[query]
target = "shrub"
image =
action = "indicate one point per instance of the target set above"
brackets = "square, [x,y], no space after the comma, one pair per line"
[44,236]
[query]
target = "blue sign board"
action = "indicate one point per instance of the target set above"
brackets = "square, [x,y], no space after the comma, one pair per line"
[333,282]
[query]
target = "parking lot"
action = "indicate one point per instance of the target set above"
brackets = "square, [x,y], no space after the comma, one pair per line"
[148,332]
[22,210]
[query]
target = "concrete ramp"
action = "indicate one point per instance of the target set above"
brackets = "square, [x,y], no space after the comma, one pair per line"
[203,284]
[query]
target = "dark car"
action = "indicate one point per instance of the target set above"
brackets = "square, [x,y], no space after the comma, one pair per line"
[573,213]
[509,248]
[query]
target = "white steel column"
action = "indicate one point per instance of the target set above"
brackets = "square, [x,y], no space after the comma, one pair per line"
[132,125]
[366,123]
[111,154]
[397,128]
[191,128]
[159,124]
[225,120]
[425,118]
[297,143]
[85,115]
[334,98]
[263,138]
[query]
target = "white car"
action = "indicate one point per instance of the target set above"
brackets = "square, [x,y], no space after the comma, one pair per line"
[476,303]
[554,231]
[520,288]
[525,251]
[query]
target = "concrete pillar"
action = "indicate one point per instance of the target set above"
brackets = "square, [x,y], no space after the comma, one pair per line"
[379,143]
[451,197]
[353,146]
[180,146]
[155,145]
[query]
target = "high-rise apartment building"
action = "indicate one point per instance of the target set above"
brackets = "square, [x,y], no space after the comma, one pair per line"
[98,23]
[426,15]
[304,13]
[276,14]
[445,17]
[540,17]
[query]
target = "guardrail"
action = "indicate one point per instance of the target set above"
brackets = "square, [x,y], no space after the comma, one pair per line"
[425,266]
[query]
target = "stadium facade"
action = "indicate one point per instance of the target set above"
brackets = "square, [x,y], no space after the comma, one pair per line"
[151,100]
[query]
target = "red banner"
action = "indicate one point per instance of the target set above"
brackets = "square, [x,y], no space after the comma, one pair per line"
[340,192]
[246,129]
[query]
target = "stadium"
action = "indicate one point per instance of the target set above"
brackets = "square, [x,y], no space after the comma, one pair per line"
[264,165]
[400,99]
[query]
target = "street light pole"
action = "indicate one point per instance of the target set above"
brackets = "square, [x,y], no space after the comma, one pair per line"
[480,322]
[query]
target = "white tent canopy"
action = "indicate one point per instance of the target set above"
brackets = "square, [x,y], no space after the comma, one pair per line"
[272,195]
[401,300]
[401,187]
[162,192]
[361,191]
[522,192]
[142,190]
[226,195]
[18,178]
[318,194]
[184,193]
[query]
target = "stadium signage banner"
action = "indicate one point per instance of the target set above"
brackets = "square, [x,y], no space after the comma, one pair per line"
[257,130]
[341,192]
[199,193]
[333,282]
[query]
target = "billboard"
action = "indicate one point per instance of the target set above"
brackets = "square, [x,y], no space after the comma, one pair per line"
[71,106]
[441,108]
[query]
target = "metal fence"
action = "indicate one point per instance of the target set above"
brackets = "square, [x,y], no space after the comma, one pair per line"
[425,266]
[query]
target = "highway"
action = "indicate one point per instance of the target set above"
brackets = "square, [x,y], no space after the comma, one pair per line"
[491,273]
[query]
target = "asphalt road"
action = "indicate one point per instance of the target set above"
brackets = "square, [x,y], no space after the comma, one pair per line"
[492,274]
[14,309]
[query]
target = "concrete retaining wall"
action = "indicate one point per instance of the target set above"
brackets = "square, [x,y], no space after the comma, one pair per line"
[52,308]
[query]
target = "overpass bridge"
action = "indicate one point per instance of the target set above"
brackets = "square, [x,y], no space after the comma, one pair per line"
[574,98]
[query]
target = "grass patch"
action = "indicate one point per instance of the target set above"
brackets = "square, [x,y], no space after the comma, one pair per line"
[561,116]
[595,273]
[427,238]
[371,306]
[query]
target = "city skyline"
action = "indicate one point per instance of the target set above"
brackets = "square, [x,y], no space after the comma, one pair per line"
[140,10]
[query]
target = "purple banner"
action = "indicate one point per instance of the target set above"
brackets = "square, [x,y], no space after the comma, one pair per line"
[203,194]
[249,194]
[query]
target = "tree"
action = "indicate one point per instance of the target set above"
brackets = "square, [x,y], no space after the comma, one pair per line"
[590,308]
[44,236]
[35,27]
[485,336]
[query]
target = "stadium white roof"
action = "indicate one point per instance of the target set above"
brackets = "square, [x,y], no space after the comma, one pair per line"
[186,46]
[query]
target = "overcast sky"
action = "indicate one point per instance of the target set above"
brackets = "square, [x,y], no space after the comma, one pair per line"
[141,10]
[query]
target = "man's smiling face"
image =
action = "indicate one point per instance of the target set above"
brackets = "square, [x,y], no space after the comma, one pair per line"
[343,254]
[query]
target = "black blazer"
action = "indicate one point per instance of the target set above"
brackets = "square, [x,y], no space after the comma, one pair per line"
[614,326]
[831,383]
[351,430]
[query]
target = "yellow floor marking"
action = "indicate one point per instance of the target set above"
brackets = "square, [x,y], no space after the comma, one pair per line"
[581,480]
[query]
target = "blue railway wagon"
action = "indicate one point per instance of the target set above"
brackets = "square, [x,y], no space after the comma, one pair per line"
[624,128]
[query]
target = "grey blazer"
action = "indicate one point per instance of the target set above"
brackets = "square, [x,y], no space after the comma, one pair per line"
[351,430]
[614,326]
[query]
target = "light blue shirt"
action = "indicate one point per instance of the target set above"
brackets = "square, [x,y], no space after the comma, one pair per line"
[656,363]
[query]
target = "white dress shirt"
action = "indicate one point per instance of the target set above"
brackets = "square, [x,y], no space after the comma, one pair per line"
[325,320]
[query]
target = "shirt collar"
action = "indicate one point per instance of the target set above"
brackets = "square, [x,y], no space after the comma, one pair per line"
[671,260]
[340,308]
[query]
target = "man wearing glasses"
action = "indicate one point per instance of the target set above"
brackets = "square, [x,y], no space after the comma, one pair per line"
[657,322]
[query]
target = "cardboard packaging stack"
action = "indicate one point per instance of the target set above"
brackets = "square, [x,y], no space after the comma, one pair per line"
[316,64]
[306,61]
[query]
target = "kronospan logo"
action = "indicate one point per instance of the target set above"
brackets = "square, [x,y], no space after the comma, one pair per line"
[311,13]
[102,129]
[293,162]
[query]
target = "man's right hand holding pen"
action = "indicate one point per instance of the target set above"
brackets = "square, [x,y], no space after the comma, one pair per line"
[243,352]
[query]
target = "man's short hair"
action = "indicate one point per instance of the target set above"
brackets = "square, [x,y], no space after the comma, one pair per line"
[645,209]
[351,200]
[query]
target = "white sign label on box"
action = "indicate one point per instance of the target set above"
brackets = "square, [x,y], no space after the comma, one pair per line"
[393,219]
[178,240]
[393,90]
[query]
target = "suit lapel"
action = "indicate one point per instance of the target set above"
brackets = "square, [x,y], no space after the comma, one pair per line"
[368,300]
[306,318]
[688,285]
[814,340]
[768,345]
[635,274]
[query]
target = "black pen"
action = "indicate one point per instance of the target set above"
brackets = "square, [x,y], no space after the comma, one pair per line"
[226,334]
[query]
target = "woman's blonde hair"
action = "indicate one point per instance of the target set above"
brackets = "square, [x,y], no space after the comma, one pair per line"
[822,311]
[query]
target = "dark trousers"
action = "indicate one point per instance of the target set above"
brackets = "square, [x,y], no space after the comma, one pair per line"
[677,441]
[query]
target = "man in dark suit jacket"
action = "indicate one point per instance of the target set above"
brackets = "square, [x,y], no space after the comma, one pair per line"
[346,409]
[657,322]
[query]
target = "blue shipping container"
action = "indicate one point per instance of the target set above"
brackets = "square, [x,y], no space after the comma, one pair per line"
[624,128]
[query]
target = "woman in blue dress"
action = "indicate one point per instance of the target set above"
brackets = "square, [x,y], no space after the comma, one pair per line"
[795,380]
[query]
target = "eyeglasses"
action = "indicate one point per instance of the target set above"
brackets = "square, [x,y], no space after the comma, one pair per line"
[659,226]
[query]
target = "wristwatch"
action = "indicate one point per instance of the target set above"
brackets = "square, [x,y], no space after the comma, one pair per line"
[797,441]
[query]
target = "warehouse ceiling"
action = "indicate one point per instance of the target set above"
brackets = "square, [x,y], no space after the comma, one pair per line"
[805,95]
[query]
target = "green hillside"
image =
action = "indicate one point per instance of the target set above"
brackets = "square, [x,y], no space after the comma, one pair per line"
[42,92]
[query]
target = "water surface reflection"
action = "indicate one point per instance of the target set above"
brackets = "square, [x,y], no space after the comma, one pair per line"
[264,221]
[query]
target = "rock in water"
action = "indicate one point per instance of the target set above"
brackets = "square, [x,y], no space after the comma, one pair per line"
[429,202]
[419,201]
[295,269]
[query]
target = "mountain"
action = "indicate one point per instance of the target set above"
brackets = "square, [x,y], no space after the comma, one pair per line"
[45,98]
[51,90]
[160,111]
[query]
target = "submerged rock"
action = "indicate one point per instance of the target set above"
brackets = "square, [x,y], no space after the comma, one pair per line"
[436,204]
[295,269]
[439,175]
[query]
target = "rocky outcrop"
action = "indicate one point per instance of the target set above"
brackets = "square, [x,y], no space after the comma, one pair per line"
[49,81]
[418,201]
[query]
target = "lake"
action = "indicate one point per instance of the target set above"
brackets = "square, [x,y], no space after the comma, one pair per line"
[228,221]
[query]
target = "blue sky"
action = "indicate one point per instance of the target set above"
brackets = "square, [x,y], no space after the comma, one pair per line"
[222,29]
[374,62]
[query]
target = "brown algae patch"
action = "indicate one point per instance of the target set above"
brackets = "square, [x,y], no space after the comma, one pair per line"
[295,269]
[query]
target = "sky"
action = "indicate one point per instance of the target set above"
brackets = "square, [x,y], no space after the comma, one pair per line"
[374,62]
──────
Would you please filter the lines above and copy every one that includes "shirt"?

## WRITTEN RESPONSE
target = "light blue shirt"
target = "white dress shirt"
target = "shirt collar"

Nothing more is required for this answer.